• _Goal of the exercise_
Copy every one of the records below line for line, changing nothing.

Point labels for objects:

....

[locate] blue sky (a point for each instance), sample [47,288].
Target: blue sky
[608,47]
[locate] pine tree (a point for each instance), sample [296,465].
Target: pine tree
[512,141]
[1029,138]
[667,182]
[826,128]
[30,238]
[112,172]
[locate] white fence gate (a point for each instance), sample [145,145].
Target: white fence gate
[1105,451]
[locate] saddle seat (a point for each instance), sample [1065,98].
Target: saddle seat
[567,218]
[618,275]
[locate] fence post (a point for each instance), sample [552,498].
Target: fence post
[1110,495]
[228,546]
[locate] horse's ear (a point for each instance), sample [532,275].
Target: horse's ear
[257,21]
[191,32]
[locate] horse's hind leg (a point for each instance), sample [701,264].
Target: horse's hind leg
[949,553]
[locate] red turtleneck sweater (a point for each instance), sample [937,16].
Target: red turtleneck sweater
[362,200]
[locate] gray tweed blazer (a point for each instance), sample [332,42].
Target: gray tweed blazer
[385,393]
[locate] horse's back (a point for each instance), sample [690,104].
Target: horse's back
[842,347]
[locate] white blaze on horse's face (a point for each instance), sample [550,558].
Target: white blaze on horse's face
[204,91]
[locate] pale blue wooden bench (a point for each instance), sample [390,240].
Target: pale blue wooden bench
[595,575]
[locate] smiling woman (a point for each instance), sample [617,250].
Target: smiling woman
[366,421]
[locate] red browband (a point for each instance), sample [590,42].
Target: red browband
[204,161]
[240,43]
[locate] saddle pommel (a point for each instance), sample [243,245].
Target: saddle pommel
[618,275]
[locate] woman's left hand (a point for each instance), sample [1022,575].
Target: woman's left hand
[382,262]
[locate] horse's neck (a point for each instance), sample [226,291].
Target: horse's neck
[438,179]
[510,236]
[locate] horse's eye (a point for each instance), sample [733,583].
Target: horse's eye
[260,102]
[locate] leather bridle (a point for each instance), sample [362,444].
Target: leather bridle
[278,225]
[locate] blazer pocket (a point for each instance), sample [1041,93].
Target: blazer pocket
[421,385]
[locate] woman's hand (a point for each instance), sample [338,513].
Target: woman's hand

....

• _Result of the exercise_
[locate] blue sky (a point for each instance), sample [47,288].
Target: blue sky
[608,47]
[locate] pine tree (a point for each instance), sample [296,465].
Target: pine tree
[512,141]
[1029,138]
[667,182]
[826,128]
[30,238]
[112,172]
[locate] white fence gate (a point for each instance), sample [145,145].
Target: white fence gate
[1105,451]
[locate] saddle seat (a point for each instance), sample [1065,98].
Target: saddle seat
[567,218]
[618,275]
[locate] fence post (a point for each instance), sample [552,498].
Target: fence post
[1110,495]
[228,546]
[locate] horse's ear (a point for each instance), sample [532,275].
Target: horse's ear
[257,21]
[191,32]
[locate] horse's hind leg (a point for each instance), sample [701,264].
Target: horse's hind leg
[949,553]
[locate] red turtleneck sweater (a point for each instance), sample [937,16].
Target: red turtleneck sweater
[362,200]
[locate] gray tweed blazer (a point for each instance), sample [332,42].
Target: gray tweed blazer
[385,393]
[locate] horse's back (a point for each instance), sample [690,104].
Target: horse's back
[842,347]
[locate] white blaze on horse's face (a point for each instance), sample [550,558].
Target: white blaze on horse's face
[204,91]
[locate] pale blue wooden bench (a point for each instance), sample [390,240].
Target: pale blue wooden bench
[595,575]
[locate] smiling woman (a point for each instance), sample [617,250].
Target: smiling woman
[366,421]
[locate] red browband (a point for each instance), sample [590,42].
Target: red browband
[204,161]
[240,43]
[locate] saddle pommel (a point for each instance), sample [243,245].
Target: saddle pommel
[618,275]
[locate] woman's left hand (a point for each instance), sample [1022,575].
Target: woman's left hand
[382,262]
[locate] horse's neck (a point for each instance), sample [226,291].
Target: horse's neck
[438,179]
[510,236]
[locate] horse's eye (a point for each instance), sample [733,583].
Target: horse's eye
[260,102]
[locate] leather bridle (a point for each instance), sample [362,444].
Target: leather bridle
[278,225]
[locate] blazer pocket (a point for each instance), sample [1041,93].
Target: blazer pocket
[421,385]
[locate] woman's hand (a point for each instance), sample [338,513].
Target: woman's hand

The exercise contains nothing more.